• Directions: Swap each "bounding box" in the material below for "enclosing rectangle", and reproduce everything else unchanged.
— START OF Data supplied —
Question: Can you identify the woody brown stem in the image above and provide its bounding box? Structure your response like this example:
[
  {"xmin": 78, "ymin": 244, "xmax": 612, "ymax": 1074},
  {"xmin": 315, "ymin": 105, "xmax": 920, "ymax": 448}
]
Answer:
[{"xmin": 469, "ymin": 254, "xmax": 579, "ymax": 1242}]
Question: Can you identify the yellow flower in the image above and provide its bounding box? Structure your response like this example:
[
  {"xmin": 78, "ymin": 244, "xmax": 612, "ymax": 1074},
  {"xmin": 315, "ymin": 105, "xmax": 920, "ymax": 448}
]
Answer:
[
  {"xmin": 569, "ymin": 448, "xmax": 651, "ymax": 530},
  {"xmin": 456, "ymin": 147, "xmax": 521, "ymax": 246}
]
— END OF Data supplied —
• Solved problem:
Question: Can you identify the woody brown stem in the image above and provide its enclosing rectangle? Structure your response like this example:
[
  {"xmin": 78, "ymin": 244, "xmax": 612, "ymax": 1074},
  {"xmin": 315, "ymin": 105, "xmax": 920, "ymax": 448}
]
Answer:
[{"xmin": 469, "ymin": 254, "xmax": 579, "ymax": 1242}]
Question: Can you identify the yellow flower in the image above and provide its enclosing rectangle? Structure your response like this example:
[
  {"xmin": 78, "ymin": 244, "xmax": 612, "ymax": 1074},
  {"xmin": 315, "ymin": 105, "xmax": 920, "ymax": 448}
]
Answer:
[
  {"xmin": 569, "ymin": 448, "xmax": 651, "ymax": 530},
  {"xmin": 456, "ymin": 147, "xmax": 521, "ymax": 246}
]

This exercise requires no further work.